(Information given)
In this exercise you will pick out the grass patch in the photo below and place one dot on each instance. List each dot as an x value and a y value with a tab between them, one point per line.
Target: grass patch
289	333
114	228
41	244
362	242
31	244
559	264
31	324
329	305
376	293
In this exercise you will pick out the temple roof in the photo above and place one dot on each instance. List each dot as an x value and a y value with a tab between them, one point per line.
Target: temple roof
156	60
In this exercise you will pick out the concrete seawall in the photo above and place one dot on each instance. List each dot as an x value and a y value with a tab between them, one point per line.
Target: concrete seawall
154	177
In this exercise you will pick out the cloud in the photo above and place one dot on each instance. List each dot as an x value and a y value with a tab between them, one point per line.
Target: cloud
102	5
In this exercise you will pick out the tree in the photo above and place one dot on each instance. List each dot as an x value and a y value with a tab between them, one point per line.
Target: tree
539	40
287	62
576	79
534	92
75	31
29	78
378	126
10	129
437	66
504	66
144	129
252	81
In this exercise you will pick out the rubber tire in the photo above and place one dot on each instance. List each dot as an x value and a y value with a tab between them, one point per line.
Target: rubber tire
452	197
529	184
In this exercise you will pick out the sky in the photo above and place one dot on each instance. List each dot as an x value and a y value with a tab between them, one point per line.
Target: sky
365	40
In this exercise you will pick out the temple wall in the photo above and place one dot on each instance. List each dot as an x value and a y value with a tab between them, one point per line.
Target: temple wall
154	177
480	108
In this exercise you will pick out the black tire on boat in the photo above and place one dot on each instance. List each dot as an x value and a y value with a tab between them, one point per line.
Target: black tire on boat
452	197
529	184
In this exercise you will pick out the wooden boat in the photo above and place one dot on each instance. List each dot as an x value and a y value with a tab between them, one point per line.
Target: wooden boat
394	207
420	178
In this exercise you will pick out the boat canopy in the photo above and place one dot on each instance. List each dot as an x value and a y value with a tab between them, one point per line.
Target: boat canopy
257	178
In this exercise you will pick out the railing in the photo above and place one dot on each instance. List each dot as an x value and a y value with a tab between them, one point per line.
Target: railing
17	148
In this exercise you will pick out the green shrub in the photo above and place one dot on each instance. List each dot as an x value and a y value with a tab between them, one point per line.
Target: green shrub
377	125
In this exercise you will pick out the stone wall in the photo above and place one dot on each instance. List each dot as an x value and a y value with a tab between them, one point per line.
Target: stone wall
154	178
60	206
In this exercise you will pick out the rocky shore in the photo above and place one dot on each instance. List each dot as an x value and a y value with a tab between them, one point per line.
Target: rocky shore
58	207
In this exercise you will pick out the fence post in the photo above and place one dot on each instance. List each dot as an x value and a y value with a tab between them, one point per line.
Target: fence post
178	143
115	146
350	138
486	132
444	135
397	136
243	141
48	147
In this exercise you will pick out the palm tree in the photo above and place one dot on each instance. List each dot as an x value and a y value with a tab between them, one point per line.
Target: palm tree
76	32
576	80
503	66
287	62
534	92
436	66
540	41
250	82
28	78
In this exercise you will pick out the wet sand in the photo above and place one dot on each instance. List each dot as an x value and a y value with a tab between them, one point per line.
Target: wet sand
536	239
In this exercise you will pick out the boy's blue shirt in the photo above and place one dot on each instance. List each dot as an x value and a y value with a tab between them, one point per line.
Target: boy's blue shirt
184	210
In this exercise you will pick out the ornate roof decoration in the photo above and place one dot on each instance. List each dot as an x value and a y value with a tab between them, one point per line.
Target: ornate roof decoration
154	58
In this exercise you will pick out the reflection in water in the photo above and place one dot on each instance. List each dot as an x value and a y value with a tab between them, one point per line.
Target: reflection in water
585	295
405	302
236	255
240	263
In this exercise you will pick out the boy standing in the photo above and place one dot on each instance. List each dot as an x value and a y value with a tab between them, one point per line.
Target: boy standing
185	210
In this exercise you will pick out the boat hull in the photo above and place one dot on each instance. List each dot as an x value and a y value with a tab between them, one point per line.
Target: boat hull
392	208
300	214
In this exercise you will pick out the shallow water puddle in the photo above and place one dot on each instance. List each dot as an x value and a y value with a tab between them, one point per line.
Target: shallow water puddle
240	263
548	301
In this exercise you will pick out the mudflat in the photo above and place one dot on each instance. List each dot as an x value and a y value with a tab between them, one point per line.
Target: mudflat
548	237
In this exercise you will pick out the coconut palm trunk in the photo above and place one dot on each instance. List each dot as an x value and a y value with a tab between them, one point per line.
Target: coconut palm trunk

(Exercise objective) Would you reproduce the material above in full, exactly as given?

(Problem solution)
In this exercise you will pick out the grass patch in the photo below and place one dot on each instance. List each dot as an x value and a y value with a tab between them, one point per line.
Target: grass patch
289	333
114	228
41	244
362	242
31	244
559	264
31	324
329	305
376	293
In this exercise you will pick out the temple roof in the photo above and place one dot on each instance. List each dot as an x value and a y value with a tab between them, one point per line.
Target: temple roof
156	60
In this exercise you will pick out the concrete seawall in the photo above and place one dot on each instance. List each dot as an x value and a y value with a tab between them, one point per line.
Target: concrete seawall
154	177
In this exercise you will pick out the cloud in the photo above and place one dot on each instance. List each dot as an x value and a y value with a tab between them, one point per line.
Target: cloud
102	5
In this exercise you will pick out the tree in the photo above and place one dot on each instance. List each dot as an x value and a y value with a tab between them, one point per line.
Target: tree
539	40
287	62
576	79
534	92
75	31
29	78
378	126
10	129
437	66
504	66
144	129
252	81
In this exercise you will pick out the rubber tire in the photo above and place one dot on each instance. List each dot as an x value and a y value with a tab between them, one point per line.
Target: rubber tire
452	197
529	184
In this exercise you will pick out the sky in the photo above and place one dot on each instance. List each dot as an x value and a y value with a tab between them, one point per line.
Target: sky
365	40
In this exercise you will pick out the temple wall in the photo above and place one dot on each instance. List each dot as an x value and a y value with a tab between them, one point per line.
Target: temple wall
154	177
480	108
In this exercise you will pick out the black tire on boat in the photo above and place one dot on each instance. List each dot as an x value and a y value with a tab between them, one point per line.
Target: black tire on boat
452	197
529	184
In this exercise you will pick out the wooden boat in the photo above and place one dot on each instance. List each dot as an x value and a y value with a tab between them, one point per line.
Target: wooden boat
394	207
420	178
In this exercise you will pick out the boat canopy in the photo above and place one dot on each instance. List each dot as an x value and a y value with a tab between them, one point per line.
Target: boat canopy
257	178
In this exercise you will pick out the railing in the photo above and place one dot on each instance. List each dot as an x value and a y value with a tab between them, one point per line.
Target: railing
17	148
In this exercise you will pick out the green shrub in the photo above and place one dot on each instance. List each dot as an x value and a y value with a tab between them, one point per line.
Target: green shrub
377	125
In this exercise you will pick out the stone wall in the photo above and place one dot on each instance. List each dot as an x value and a y value with a tab between them, one point per line.
Target: stone wall
154	178
60	206
In this exercise you will pick out the rocky shore in the photo above and place one dot on each instance. List each dot as an x value and a y value with a tab between them, one point per line.
Target: rocky shore
58	207
In this exercise you will pick out the fence post in the photo above and place one dot on each instance. List each dot as an x value and a y value with a tab between them, one point per line.
Target: fence post
178	143
115	146
350	138
486	132
444	135
397	136
243	141
48	147
In this exercise you will pick out the palm tree in the photo above and place one dot on each instance. List each dot as an x value and a y value with a tab between them, one point per line.
Target: palm tree
76	32
576	80
503	66
287	62
534	92
436	66
540	41
250	82
28	78
In this exercise you will pick out the wet sand in the photo above and place one dot on each instance. List each dot as an x value and a y value with a tab between them, one point per line.
Target: wet sand
536	239
In this exercise you will pick out the boy's blue shirt in the photo above and place one dot on each instance. List each dot as an x value and a y value with a tab between them, one point per line.
Target: boy's blue shirt
184	210
In this exercise you will pick out the ornate roof decoration in the photo above and place one dot on each instance. List each dot as an x value and a y value with a tab between them, one point per line.
Target: ornate roof decoration
154	58
In this exercise you will pick out the reflection in water in the photo above and place one dot on each instance. List each dot as an x value and a y value with a tab between them, one point per line.
Target: reflection in water
585	295
405	302
236	255
240	263
In this exercise you will pick out the boy standing in the photo above and place one dot on each instance. List each dot as an x value and a y value with a tab between them, one point per line.
Target: boy standing
185	210
In this exercise you will pick out the boat hull in the photo above and place one dot on each instance. List each dot as an x value and a y value with a tab between them, one point per line.
Target: boat hull
392	208
300	214
In this exercise you will pick out the shallow water puddle in the photo above and place one dot on each instance. List each dot as an x value and a y value with a tab between them, one point per line.
Target: shallow water puddle
240	263
548	301
In this exercise you will pick out the mudflat in the photo above and place one dot on each instance. List each dot as an x value and a y value with a tab between them, one point per line.
Target: mudflat
548	237
In this exercise you will pick out the coconut palm trunk in the photo above and place one dot on each instance. List each dot as an x value and a y value with a tab between them, one point per line.
Target: coconut palm trunk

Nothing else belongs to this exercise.